- What you have to do -
Repeat each line of the material word for word.

- Records for processing -
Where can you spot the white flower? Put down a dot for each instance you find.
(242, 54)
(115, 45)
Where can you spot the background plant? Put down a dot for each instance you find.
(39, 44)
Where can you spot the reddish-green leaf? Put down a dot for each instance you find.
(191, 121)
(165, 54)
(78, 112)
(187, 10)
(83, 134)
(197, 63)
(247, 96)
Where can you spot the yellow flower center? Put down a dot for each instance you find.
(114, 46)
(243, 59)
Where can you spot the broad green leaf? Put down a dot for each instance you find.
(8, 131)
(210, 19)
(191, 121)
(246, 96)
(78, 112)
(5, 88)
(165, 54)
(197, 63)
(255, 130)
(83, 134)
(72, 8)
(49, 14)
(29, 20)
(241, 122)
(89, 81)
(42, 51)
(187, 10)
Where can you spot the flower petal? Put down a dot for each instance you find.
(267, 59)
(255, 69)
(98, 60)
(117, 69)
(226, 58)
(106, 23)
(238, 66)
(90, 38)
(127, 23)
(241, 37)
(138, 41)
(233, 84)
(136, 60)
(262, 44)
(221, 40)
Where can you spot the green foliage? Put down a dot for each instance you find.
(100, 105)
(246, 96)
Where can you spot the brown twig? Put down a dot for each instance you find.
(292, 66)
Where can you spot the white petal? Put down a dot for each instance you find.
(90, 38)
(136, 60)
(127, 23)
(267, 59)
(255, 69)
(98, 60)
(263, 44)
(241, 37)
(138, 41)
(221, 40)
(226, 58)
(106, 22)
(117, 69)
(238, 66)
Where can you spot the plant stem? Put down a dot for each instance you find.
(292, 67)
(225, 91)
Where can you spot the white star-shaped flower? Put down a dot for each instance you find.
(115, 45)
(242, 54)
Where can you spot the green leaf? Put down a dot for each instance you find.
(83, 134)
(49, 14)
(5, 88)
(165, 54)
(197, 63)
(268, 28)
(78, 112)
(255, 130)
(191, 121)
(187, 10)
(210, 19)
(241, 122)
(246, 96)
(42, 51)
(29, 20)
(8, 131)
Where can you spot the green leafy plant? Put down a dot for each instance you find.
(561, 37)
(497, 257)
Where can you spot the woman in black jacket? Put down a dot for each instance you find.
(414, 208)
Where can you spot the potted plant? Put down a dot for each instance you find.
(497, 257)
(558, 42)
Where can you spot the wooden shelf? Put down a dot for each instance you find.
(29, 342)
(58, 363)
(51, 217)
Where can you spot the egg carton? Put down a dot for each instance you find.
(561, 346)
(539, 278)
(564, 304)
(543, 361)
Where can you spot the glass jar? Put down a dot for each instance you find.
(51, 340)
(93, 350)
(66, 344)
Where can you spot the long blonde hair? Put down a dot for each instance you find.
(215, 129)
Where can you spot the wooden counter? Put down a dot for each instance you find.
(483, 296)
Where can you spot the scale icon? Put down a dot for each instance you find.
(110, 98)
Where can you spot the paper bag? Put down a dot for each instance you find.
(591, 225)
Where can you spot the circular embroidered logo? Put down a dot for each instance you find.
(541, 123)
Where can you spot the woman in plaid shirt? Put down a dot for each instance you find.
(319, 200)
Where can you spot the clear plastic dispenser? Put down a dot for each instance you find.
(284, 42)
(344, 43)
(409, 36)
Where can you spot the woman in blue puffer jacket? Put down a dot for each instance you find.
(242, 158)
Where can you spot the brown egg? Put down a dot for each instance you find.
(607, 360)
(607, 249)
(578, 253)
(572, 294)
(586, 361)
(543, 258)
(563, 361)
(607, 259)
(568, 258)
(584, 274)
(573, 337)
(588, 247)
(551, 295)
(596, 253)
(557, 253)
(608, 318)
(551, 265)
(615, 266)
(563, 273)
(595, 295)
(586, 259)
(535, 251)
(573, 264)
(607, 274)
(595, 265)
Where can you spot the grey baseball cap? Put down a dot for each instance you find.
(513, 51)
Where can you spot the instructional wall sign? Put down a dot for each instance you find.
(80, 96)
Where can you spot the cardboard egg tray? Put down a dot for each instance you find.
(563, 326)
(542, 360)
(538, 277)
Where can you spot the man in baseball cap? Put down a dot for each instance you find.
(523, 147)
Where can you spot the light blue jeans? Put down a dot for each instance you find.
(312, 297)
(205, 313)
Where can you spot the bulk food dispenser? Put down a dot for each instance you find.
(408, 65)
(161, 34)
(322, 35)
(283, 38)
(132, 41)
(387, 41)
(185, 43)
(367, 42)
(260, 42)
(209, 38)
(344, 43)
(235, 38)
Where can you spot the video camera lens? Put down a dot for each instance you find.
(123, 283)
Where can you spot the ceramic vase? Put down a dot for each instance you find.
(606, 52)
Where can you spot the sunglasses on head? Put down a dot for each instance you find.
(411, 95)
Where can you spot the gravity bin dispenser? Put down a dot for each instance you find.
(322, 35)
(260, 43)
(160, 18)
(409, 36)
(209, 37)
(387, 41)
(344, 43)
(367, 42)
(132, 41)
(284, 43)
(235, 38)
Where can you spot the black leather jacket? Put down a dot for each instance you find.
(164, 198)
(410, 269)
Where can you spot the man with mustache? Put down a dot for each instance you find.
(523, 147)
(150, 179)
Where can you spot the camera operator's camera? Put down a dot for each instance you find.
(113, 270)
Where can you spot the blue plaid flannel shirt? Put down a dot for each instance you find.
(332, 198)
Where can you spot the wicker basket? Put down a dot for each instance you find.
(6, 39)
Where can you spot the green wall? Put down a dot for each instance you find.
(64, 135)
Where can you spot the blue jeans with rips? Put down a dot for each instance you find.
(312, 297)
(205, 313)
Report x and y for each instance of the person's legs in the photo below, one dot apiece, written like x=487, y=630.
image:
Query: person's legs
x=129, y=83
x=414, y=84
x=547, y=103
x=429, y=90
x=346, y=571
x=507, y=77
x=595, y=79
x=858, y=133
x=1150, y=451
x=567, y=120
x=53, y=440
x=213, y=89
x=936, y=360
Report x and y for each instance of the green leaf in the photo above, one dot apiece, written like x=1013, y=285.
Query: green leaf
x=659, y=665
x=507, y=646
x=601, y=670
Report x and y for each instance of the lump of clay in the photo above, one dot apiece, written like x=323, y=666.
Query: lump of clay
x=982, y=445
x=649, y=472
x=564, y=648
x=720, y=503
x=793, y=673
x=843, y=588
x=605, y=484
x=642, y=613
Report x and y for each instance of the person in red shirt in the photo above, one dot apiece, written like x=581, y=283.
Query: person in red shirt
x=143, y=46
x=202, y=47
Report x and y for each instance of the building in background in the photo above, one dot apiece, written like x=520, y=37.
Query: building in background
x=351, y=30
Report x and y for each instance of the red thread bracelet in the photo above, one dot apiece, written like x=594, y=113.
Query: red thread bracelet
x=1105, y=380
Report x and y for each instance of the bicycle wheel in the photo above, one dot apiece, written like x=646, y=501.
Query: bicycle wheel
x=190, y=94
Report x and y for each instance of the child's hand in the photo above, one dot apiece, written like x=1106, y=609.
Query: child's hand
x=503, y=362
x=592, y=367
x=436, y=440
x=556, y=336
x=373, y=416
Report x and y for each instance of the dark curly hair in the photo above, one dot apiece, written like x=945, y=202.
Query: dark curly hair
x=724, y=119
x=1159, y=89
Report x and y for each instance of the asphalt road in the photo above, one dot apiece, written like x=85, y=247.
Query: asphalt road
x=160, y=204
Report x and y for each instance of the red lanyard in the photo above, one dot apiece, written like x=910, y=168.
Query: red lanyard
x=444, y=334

- Result of this exercise -
Where can you spot the white flower? Put down a dot for each instance you find.
(242, 54)
(115, 45)
Where can you spot the background plant? Put down a dot for each instance you find.
(39, 44)
Where can you spot the reddish-green leaf? Put down a dot for each instance you find.
(191, 121)
(165, 54)
(78, 112)
(187, 10)
(83, 134)
(197, 63)
(247, 96)
Where can you spot the yellow flower center? Put down a dot for each instance you find.
(114, 46)
(243, 59)
Where can you spot the broad green leaf? Put down a dot for each instance you find.
(8, 131)
(210, 19)
(191, 121)
(246, 96)
(78, 112)
(5, 88)
(165, 54)
(197, 63)
(255, 130)
(83, 134)
(72, 8)
(49, 14)
(29, 20)
(241, 122)
(89, 81)
(42, 51)
(187, 10)
Where can you spot the flower petal? Put down a dot for each instance you find.
(267, 59)
(255, 69)
(98, 60)
(117, 69)
(226, 58)
(106, 23)
(238, 66)
(90, 38)
(127, 23)
(241, 37)
(138, 41)
(233, 84)
(136, 60)
(262, 44)
(221, 40)
Where can you spot the green foliage? Put down a dot for each instance you find.
(100, 105)
(246, 96)
Where can you spot the brown twig? Put down a dot for each instance you find.
(292, 66)
Where can you spot the white petal? Put down a dot for each instance you find.
(90, 38)
(136, 60)
(127, 23)
(267, 59)
(255, 69)
(98, 60)
(263, 44)
(241, 37)
(138, 41)
(221, 40)
(226, 58)
(106, 22)
(117, 69)
(238, 66)
Where can you spot the plant stem? Put down a dot for each instance you find.
(292, 67)
(225, 91)
Where can you spot the white star-shaped flower? Put down a dot for each instance you find.
(115, 45)
(242, 54)
Where can you spot the green leaf? Put down a dot for each instance you find.
(83, 134)
(49, 14)
(5, 88)
(165, 54)
(197, 63)
(268, 28)
(78, 112)
(255, 130)
(191, 121)
(187, 10)
(210, 19)
(241, 122)
(246, 96)
(42, 51)
(29, 20)
(8, 131)
Where can you spot the green leafy plant? Put down a dot for each instance you find.
(561, 37)
(497, 257)
Where can you spot the woman in black jacket? Put down a dot for each instance you find.
(414, 208)
Where can you spot the potted plant? Put down a dot for each instance you find.
(497, 257)
(558, 42)
Where can you spot the wooden shelf? Put down a dot for each instance you find.
(29, 342)
(58, 363)
(51, 217)
Where can you spot the egg carton? Put down a dot for each instance you find.
(561, 346)
(539, 278)
(564, 304)
(543, 361)
Where can you spot the glass jar? Put down a dot for each instance you find.
(51, 340)
(93, 350)
(66, 344)
Where can you spot the long blonde hair? Put down a dot for each instance you find.
(215, 129)
Where can you spot the wooden counter? Put down a dot for each instance you find.
(483, 296)
Where can you spot the scale icon? Put down a dot for each instance you find.
(110, 98)
Where can you spot the paper bag? Put down a dot for each instance you find.
(591, 225)
Where can you spot the circular embroidered logo? Put down a dot for each instance you find.
(541, 123)
Where can you spot the woman in plaid shirt? Put down a dot for each instance you find.
(319, 200)
Where can you spot the clear plastic dispenser? Put down a dot for each instance you find.
(284, 42)
(344, 43)
(409, 36)
Where can you spot the woman in blue puffer jacket? Put down a dot for each instance you find.
(242, 158)
Where can you spot the brown egg? Put down a dot for each instance you find.
(607, 360)
(607, 249)
(578, 253)
(572, 294)
(586, 361)
(543, 258)
(563, 361)
(607, 259)
(568, 258)
(584, 274)
(573, 337)
(588, 247)
(551, 295)
(596, 253)
(557, 253)
(608, 318)
(551, 265)
(615, 266)
(563, 273)
(595, 295)
(586, 259)
(535, 251)
(573, 264)
(607, 274)
(595, 265)
Where can you spot the grey baseball cap? Put down a dot for each instance you find.
(513, 51)
Where can you spot the instructional wall sign? Put down a dot for each instance you find.
(80, 96)
Where can you spot the cardboard egg tray? Put down a dot for each instance you find.
(563, 326)
(542, 360)
(538, 277)
Where can you spot the man in baseball cap? Put down a dot for each instance you find.
(523, 147)
Where can you spot the light blue jeans? Put down a dot for each instance you find.
(312, 297)
(205, 313)
Where can you spot the bulk food dispenser? Put down a dot for each instance you find.
(408, 65)
(161, 34)
(322, 35)
(283, 38)
(132, 41)
(387, 41)
(185, 43)
(367, 42)
(260, 42)
(209, 38)
(344, 43)
(235, 38)
Where can you spot the video camera lens? Put down a dot for each instance you find.
(123, 283)
Where can you spot the ceramic vase? Put down a dot for each instance you find.
(606, 52)
Where can you spot the sunglasses on head? Put down a dot for each instance you find.
(411, 95)
Where can you spot the gravity bin dispenser? Put down a dot for each instance you find.
(322, 35)
(260, 43)
(160, 18)
(409, 36)
(209, 37)
(387, 41)
(344, 43)
(367, 42)
(132, 41)
(284, 43)
(235, 38)
Where can you spot the black leather jacket? Put down a dot for each instance you find.
(164, 198)
(410, 269)
Where can you spot the man with mustache? Put down a dot for each instance you find.
(523, 147)
(150, 179)
Where can you spot the camera operator's camera? Put down a dot for each instance you find.
(113, 270)
Where can you spot the blue plaid flannel shirt? Put down a dot for each instance you find.
(332, 198)
Where can you spot the wicker basket? Put down a dot for each instance you find.
(6, 39)
Where can you spot the green wall? Put down a dot for each instance you find.
(64, 135)
Where can you spot the blue jeans with rips? Put down a dot for each instance you find.
(312, 297)
(205, 313)
Report x and y for each instance of the person's legs in the photo below, one dot apiece, written like x=487, y=630.
image:
Query: person's legs
x=129, y=83
x=414, y=84
x=547, y=103
x=429, y=90
x=346, y=571
x=507, y=77
x=595, y=79
x=858, y=133
x=1150, y=451
x=567, y=120
x=53, y=440
x=213, y=89
x=936, y=360
Report x and y for each instance of the green leaf in the photo above, one dot apiece, written like x=1013, y=285.
Query: green leaf
x=659, y=665
x=507, y=646
x=601, y=670
Report x and y for each instance of the lump of clay in the photo above, one dot apiece, written like x=323, y=666.
Query: lump of clay
x=982, y=445
x=649, y=472
x=564, y=648
x=720, y=503
x=793, y=673
x=843, y=588
x=605, y=484
x=642, y=613
Report x and y for each instance of the person in red shirt in the photo above, one dot apiece, written like x=581, y=283.
Query: person in red shirt
x=143, y=46
x=202, y=47
Report x and y for each instance of the building in background in the photo above, one dot apiece, written like x=520, y=37.
Query: building in background
x=351, y=30
Report x and y for each instance of the red thread bracelet in the photo above, one dot apiece, written like x=594, y=113.
Query: red thread bracelet
x=1105, y=380
Report x and y for each instance of the bicycle wheel in the photo above, one dot apiece, written like x=646, y=501.
Query: bicycle wheel
x=190, y=94
Report x and y for each instance of the child's hand in the photo above, one dot apiece, written like x=1106, y=609.
Query: child's hand
x=503, y=362
x=592, y=367
x=436, y=440
x=556, y=336
x=373, y=416
Report x and y for each instance of the dark curly hair in the photo above, one dot apiece, written like x=945, y=202.
Query: dark curly hair
x=724, y=119
x=1159, y=89
Report x and y for each instance of the asphalt road in the photo above, one dot apiece, written like x=85, y=247.
Query: asphalt road
x=160, y=204
Report x and y for each instance of the red lanyard in the photo above, one dot apiece, written like x=910, y=168.
Query: red lanyard
x=444, y=334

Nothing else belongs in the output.